— begin Exercise material —

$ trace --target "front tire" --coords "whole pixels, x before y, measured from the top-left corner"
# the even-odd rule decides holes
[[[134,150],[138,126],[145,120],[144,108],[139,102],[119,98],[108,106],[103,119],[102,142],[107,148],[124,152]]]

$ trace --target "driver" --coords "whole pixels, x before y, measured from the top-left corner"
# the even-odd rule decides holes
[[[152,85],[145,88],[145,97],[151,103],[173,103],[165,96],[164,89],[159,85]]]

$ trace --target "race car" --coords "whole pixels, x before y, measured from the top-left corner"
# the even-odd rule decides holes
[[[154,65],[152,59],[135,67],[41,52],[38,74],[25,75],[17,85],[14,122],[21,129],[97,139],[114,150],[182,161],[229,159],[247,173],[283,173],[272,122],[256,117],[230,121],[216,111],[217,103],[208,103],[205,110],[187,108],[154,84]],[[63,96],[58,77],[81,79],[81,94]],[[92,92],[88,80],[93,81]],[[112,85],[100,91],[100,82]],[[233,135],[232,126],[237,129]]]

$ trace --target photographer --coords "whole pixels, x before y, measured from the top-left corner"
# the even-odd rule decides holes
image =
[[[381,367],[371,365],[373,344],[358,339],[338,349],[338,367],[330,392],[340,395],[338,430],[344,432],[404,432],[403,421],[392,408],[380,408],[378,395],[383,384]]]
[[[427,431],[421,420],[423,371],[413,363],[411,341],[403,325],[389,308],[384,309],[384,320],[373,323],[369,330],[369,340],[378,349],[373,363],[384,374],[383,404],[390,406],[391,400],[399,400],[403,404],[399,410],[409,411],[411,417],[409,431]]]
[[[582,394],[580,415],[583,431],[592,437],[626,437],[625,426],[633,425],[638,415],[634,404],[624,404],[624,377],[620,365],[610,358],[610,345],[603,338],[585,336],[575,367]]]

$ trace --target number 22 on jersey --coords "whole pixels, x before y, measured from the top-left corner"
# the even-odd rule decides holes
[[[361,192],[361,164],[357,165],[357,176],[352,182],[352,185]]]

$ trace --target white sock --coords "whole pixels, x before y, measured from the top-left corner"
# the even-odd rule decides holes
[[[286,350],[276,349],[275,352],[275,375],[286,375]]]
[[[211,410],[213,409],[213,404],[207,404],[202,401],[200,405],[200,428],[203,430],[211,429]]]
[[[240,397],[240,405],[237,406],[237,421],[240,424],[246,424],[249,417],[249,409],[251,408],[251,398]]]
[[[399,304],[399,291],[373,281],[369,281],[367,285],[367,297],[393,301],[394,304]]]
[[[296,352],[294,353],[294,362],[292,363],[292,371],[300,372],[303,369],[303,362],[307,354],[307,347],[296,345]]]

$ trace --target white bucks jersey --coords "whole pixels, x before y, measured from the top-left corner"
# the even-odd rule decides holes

— end Exercise material —

| Prompt |
Reproduce the listing lines starting with the line containing "trace --target number" and going on through the line containing "[[[361,192],[361,164],[357,165],[357,176],[352,182],[352,185]]]", both included.

| Result of the exercise |
$ trace --target number 22 on jersey --coords "whole pixels, x before y, measured from the top-left corner"
# the even-odd rule decides holes
[[[361,192],[361,164],[357,165],[357,176],[352,182],[352,185]]]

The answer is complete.